[Point localization data]
━━━━━━━━━━

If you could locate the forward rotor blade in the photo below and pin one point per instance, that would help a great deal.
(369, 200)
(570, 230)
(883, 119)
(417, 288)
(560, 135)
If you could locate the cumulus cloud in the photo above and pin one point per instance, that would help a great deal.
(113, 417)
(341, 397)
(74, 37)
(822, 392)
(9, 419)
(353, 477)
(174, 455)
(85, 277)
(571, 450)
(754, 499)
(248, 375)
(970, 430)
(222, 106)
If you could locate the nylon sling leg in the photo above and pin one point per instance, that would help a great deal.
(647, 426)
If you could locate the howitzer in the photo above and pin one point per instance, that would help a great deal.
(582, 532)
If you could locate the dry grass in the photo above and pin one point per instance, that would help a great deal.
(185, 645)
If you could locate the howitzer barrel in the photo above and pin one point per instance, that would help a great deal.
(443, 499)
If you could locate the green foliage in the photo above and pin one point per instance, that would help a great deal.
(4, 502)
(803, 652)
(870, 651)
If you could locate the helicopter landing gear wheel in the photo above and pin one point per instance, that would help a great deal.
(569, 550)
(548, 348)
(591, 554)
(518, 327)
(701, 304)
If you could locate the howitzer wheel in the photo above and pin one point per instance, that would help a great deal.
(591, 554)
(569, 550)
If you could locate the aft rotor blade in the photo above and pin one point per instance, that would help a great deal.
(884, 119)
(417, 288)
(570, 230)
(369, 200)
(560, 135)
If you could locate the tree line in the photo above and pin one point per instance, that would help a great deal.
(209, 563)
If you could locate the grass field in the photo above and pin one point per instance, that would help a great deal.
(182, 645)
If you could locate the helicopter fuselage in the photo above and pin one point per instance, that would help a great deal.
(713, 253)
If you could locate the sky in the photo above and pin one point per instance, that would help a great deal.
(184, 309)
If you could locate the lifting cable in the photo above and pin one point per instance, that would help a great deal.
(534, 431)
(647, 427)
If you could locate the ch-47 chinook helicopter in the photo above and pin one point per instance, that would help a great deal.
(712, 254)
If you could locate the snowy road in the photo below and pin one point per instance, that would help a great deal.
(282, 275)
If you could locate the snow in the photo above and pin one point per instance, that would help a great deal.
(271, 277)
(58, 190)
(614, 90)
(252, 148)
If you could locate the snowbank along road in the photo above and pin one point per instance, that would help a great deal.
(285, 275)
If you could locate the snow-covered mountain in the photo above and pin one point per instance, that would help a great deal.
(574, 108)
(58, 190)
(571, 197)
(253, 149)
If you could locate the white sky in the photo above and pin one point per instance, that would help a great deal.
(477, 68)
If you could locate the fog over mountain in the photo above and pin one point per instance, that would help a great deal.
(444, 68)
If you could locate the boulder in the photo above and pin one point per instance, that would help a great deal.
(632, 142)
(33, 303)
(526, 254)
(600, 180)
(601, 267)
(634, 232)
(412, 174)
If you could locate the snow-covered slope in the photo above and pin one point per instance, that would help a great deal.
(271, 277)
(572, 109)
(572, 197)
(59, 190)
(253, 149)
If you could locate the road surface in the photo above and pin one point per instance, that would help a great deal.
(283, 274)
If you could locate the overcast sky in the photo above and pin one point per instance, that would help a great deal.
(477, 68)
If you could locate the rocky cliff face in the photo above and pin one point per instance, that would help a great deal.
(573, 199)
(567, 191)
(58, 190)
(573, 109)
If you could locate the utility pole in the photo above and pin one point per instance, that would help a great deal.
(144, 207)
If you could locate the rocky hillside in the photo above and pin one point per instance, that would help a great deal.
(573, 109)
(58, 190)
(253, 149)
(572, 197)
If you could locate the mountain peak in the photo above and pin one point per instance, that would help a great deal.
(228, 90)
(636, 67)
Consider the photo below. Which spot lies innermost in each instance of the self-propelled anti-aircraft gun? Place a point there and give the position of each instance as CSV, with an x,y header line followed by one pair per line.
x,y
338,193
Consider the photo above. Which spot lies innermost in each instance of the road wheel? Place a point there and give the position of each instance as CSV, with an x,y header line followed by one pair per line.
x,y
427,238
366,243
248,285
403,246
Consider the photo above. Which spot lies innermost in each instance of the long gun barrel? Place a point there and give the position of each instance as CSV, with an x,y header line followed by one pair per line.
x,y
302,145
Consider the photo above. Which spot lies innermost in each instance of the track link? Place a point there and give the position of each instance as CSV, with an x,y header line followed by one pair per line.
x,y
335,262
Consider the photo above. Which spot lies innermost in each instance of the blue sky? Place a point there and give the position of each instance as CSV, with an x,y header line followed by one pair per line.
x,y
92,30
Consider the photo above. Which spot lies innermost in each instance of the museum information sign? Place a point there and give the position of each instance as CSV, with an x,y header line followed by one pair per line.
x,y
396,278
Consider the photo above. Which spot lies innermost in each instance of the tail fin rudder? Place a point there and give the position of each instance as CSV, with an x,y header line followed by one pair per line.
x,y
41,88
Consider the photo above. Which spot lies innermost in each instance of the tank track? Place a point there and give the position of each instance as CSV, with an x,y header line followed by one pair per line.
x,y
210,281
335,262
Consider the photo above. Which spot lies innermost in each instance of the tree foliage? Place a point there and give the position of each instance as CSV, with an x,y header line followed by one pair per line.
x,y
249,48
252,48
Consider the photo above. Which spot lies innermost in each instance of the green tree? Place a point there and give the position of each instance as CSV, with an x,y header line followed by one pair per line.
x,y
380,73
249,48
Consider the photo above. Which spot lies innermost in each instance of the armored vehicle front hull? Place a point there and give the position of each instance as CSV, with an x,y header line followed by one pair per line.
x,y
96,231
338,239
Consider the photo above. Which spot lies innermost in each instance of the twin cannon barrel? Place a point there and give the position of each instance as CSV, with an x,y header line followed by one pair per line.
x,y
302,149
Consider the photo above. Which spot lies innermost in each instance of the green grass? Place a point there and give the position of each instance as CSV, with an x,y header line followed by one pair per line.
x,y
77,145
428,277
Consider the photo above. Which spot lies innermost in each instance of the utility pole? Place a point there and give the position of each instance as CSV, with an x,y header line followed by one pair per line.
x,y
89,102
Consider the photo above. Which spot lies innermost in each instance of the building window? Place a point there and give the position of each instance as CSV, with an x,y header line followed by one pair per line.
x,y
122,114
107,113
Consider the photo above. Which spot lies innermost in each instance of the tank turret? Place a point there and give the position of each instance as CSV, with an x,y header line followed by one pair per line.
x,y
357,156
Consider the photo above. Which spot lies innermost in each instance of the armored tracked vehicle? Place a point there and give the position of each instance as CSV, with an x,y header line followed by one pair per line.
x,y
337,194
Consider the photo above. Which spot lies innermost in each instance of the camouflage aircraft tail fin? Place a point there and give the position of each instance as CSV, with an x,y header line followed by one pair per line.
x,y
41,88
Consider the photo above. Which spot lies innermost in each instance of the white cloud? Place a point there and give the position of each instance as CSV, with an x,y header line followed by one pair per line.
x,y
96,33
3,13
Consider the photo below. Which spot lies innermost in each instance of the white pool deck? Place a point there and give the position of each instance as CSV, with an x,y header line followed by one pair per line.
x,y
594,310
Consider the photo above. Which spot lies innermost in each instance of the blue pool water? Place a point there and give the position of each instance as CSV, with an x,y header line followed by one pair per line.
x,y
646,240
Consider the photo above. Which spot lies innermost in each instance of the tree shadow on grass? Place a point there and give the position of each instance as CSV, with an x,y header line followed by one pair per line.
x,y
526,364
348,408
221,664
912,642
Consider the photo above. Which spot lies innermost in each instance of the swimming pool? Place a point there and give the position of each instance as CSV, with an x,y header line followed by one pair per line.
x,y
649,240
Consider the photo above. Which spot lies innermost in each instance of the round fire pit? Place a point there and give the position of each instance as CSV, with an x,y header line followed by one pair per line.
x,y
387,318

━━━━━━━━━━

WHAT NEEDS TO BE DONE - Your output should be the lines from the one with "the armored tracked" through the last line of the entries above, copied exactly and nothing more.

TASK OUTPUT -
Consider the photo above. Which spot lies innermost in each instance of the armored tracked vehicle? Place a point there and give the position of each instance as CSV, with an x,y header line followed by one pair per line.
x,y
337,194
Consider the photo above. Which spot lies innermost in each instance of the camouflage aircraft tail fin? Place a point there and give the position of each instance as CSV, with an x,y header line followed by one pair per line.
x,y
41,88
Consider the photo above. Which spot lies innermost in each instance of the white cloud? Place a point there and give the position of each instance as CSV, with an x,y header line followed by one pair per line.
x,y
96,33
3,13
Consider the photo below. Which spot lies innermost in each instance of the white pool deck? Place a point there and give the position of each instance as CSV, with an x,y header line followed by one pair per line.
x,y
594,310
Consider the photo above. Which spot lies innermost in each instance of the blue pool water? Place a point there and give the position of each instance as CSV, with an x,y header line followed by one pair per line.
x,y
646,240
Consider the photo above. Which spot lies innermost in each instance of the tree shadow on grass? Place a point there and give the position of each instance as CSV, with an x,y header line followed by one pair per line.
x,y
526,364
348,408
221,664
912,642
Consider the photo above. Which spot lies innermost in each instance of the swimming pool? Place a point there and give the position of each instance as CSV, with an x,y header line followed by one pair per line.
x,y
649,240
Consider the photo above. Which spot lies innermost in each instance of the round fire pit? Place a point there and give the position of each instance as CSV, with an x,y header line followed by one pair per line.
x,y
387,318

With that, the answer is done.